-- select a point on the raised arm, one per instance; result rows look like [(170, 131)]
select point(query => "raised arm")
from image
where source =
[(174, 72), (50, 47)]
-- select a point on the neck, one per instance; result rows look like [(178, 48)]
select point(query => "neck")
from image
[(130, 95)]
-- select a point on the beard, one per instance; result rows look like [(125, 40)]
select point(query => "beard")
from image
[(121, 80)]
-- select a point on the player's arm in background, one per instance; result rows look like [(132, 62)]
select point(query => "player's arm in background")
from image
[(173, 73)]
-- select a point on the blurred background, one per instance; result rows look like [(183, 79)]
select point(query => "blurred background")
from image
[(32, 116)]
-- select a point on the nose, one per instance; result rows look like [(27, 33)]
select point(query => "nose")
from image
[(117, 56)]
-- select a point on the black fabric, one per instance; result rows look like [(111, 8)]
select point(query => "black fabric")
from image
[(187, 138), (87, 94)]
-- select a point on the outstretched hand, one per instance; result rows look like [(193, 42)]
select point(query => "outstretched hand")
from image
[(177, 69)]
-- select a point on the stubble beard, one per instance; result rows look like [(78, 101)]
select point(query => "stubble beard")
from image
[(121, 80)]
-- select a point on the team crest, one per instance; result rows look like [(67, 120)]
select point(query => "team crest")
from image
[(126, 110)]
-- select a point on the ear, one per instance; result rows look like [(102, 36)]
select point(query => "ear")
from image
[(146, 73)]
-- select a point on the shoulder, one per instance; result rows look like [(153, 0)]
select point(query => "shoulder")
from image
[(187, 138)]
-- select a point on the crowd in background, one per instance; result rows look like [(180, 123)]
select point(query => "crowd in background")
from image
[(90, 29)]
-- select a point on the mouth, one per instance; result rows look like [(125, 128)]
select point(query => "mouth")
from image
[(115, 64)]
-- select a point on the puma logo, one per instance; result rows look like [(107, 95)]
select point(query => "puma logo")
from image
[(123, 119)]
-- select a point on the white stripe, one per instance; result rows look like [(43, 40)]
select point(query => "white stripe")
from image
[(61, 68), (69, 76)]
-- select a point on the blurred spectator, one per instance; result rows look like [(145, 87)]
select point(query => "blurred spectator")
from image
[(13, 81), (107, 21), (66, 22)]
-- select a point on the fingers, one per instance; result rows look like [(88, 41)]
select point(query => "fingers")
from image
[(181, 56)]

* * * * *

> _ABOUT THIS TASK_: Retype the entries exactly, including every line.

> _RESPONSE AREA_:
-- select a point on the raised arm, one per instance; result rows look like [(170, 131)]
select point(query => "raised arm")
from image
where source =
[(174, 72), (50, 47)]
-- select a point on the neck, one per instance; result rows look like [(178, 48)]
select point(query => "neck")
from image
[(130, 95)]
-- select a point on the beard, one per instance; result rows look like [(125, 40)]
select point(query => "beard")
from image
[(121, 80)]
-- select a point on the player's arm in background, one per instance; result rows look like [(132, 62)]
select point(query => "player's arm in background")
from image
[(173, 73)]
-- select a point on the blurred background, one per instance; result rows look like [(183, 79)]
select point(query => "blurred background")
from image
[(32, 116)]
-- select a point on the nose, one per instance; result rows look like [(27, 33)]
select point(query => "nose")
from image
[(117, 56)]
-- select a point on the black fabric, one per instance; result rows look like [(111, 8)]
select point(query => "black fabric")
from image
[(187, 138), (87, 94)]
-- select a point on the outstretched hand, one per instance; result rows look like [(193, 42)]
select point(query => "outstretched hand")
from image
[(177, 69)]
-- select a point on the stubble beard, one per instance; result rows look like [(78, 101)]
select point(query => "stubble beard")
from image
[(121, 80)]
-- select a point on the team crest, one per instance; result rows look like [(67, 120)]
select point(query => "team crest")
from image
[(126, 110)]
-- select a point on the ear, one per instance; result rows look like [(102, 36)]
select point(query => "ear")
from image
[(146, 73)]
-- select a point on the shoulder, one per instance; result rows look like [(153, 0)]
select point(query => "shoulder")
from image
[(187, 138)]
-- select a point on the crowd in background, one per instance; result rows look like [(180, 123)]
select point(query => "crowd in background")
from image
[(90, 29)]
-- select a point on the mouth, one per instance; result rows look like [(125, 128)]
select point(query => "mouth")
from image
[(115, 64)]
-- select a point on the puma logo, one per instance; result rows look like [(107, 95)]
select point(query => "puma logo")
from image
[(123, 119)]
-- select a point on the white stripe, one per instance; result rows look like [(43, 40)]
select point(query => "white stripe")
from image
[(61, 68), (69, 76)]
-- select a point on the blurred spectator, one per instance; result rows look like [(145, 87)]
select point(query => "blurred spectator")
from image
[(13, 81), (107, 21), (66, 22)]
-- select a point on the fingers, one per instance; result rows look like [(88, 41)]
select point(query => "fingers")
from image
[(181, 56)]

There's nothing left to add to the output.